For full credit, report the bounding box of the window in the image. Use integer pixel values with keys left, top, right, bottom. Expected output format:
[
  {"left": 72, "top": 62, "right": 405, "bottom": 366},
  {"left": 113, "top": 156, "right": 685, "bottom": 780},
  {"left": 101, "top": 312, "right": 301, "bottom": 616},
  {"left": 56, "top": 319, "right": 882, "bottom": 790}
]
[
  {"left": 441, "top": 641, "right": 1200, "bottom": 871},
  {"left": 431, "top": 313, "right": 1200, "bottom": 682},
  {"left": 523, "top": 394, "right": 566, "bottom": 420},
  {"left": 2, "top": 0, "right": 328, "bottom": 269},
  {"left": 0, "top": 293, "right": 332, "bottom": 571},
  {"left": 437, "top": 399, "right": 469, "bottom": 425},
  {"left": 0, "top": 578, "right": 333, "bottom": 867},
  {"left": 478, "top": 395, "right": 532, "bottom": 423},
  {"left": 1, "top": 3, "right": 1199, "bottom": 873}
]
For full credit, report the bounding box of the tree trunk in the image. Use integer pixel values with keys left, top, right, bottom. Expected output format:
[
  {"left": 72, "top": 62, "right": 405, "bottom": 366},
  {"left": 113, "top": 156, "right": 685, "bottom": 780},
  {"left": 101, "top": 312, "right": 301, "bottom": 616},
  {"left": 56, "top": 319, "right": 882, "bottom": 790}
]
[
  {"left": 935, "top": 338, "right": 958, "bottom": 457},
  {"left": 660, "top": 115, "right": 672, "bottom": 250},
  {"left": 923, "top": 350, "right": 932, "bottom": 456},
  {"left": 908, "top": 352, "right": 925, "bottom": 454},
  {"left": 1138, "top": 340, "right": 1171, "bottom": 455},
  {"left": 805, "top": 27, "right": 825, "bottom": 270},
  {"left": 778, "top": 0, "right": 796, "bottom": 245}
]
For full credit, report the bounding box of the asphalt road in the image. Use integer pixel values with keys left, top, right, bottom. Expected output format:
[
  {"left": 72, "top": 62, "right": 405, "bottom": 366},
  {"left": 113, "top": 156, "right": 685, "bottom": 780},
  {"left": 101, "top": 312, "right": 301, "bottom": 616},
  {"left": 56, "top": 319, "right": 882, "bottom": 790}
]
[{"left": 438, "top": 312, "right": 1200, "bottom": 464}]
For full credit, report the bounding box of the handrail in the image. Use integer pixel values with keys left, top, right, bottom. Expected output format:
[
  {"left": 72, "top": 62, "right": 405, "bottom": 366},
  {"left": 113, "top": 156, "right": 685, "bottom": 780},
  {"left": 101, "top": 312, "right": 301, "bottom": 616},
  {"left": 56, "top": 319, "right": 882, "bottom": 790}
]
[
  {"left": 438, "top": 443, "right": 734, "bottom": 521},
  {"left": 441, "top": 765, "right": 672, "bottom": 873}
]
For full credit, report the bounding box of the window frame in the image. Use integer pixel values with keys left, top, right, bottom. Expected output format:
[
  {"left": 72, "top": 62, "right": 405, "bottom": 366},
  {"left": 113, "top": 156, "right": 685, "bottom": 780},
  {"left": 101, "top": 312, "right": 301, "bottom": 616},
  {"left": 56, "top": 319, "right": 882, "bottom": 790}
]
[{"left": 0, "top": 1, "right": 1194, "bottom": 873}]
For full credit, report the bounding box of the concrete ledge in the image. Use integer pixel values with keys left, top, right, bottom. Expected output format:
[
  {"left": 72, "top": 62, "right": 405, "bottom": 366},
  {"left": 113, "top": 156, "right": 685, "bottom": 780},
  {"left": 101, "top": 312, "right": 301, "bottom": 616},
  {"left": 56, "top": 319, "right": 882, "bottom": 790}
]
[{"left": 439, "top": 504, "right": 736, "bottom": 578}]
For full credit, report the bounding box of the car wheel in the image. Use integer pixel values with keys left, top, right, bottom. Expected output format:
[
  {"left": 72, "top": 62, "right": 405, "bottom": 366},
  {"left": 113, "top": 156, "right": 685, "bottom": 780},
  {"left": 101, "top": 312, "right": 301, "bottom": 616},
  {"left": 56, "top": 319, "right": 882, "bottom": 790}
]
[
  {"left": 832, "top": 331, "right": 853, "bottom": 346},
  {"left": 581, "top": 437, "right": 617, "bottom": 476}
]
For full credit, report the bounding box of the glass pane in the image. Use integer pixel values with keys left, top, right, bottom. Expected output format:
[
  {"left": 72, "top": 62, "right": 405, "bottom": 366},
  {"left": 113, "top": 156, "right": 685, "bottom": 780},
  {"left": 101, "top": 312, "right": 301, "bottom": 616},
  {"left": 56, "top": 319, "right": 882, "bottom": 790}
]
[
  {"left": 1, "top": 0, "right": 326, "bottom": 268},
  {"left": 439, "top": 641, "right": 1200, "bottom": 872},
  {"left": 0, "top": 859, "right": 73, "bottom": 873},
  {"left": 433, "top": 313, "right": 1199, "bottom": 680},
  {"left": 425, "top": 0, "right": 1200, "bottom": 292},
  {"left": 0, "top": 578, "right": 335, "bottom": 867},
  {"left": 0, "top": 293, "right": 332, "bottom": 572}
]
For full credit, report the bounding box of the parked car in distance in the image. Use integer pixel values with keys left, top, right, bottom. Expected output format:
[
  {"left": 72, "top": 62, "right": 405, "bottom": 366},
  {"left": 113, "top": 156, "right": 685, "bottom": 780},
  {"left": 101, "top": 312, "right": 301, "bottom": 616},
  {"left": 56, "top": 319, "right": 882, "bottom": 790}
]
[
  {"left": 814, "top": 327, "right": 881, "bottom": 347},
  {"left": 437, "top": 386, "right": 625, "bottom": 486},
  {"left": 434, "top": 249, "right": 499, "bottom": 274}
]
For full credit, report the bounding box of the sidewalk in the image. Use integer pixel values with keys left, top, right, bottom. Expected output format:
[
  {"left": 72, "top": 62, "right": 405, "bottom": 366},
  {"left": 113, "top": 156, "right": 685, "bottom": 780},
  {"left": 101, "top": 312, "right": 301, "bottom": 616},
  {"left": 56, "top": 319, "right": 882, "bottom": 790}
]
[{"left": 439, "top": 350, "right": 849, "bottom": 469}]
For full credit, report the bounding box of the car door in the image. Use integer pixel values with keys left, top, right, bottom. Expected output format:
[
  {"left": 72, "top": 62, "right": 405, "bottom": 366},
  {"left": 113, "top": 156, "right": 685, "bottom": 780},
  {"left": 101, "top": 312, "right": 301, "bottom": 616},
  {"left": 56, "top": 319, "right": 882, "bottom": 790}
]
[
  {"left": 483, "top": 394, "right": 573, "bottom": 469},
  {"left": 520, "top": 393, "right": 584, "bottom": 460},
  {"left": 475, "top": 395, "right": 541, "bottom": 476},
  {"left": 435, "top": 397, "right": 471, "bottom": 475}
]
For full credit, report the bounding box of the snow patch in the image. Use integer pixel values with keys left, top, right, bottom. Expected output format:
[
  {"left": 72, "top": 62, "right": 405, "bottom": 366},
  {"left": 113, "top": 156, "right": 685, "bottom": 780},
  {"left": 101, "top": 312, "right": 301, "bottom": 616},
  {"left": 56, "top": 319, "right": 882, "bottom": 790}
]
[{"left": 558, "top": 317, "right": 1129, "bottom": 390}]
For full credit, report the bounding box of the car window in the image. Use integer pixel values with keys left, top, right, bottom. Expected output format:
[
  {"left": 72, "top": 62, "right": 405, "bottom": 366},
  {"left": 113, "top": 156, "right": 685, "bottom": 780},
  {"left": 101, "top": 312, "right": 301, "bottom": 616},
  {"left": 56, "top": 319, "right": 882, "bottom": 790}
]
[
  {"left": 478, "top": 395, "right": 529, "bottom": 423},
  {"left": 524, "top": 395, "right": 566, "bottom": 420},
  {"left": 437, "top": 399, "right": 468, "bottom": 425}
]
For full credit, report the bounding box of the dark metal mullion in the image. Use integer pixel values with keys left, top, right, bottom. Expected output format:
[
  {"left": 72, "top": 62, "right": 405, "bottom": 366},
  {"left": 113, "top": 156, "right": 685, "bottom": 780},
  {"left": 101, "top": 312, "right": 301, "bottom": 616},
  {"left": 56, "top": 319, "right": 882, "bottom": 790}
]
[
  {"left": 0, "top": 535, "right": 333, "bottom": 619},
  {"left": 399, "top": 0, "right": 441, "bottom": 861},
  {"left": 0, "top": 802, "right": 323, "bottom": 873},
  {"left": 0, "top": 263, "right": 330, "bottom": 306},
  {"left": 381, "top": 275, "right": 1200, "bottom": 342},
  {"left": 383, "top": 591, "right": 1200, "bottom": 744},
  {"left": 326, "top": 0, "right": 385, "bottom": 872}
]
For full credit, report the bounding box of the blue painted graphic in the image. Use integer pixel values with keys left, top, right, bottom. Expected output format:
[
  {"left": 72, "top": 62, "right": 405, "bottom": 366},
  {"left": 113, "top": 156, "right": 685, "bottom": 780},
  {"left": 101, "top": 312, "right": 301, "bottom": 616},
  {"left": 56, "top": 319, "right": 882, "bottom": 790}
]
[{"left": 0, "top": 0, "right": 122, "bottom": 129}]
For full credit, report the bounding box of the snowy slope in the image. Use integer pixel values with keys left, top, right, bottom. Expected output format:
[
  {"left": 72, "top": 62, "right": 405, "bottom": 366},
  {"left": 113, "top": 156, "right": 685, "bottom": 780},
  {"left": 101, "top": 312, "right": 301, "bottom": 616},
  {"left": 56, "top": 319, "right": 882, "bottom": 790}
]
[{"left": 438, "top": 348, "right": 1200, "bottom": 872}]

---+---

[PROMPT]
Tally the lines of the data that hold the string "window". Answer with the number and nothing more.

[ANSWER SECTION]
3